Task goal: Pull out each line of the material below that contains the string "crossed".

start

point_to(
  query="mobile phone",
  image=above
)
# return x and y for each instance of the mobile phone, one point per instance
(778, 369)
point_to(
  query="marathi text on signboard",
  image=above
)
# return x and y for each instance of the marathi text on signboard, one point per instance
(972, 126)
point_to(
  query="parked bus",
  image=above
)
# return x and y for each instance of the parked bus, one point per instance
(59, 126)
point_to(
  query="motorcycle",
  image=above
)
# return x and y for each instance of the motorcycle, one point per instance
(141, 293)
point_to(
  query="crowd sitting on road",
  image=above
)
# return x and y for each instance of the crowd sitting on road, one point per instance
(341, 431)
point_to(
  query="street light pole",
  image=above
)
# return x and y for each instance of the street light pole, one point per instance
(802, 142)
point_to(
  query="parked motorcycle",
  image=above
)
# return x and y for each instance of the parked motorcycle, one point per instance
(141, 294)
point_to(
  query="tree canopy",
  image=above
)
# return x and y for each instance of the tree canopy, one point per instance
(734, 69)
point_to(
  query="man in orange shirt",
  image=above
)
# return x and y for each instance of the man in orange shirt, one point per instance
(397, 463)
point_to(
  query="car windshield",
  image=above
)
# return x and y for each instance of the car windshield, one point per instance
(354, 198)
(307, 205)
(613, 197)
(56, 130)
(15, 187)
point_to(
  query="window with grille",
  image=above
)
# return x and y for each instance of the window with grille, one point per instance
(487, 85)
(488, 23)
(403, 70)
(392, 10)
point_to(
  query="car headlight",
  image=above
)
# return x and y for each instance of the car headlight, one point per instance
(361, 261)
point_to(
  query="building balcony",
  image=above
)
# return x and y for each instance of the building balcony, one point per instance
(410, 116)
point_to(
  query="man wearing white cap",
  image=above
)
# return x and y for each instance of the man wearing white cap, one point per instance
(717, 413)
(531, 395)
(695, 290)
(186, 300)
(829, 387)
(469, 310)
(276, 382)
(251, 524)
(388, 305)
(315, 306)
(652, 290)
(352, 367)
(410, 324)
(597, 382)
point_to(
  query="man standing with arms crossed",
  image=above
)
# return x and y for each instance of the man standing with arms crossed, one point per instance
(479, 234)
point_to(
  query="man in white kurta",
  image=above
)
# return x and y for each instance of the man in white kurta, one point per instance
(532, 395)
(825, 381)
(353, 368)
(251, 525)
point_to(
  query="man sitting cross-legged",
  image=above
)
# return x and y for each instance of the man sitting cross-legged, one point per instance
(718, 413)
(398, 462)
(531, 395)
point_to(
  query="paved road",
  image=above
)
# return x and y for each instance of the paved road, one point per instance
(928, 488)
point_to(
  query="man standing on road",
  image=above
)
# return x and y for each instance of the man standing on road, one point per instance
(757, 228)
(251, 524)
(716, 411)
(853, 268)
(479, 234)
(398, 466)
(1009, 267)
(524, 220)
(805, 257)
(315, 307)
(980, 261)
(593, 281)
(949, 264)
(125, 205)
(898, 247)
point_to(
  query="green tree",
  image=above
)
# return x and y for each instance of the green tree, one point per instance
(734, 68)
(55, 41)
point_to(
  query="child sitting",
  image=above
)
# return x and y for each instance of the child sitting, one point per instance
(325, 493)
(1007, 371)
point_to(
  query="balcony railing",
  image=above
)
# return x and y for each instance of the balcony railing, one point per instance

end

Exercise answer:
  query="man standing with arms crossed",
# return x and y for each instance of the man standing with arms crossed, one point per instance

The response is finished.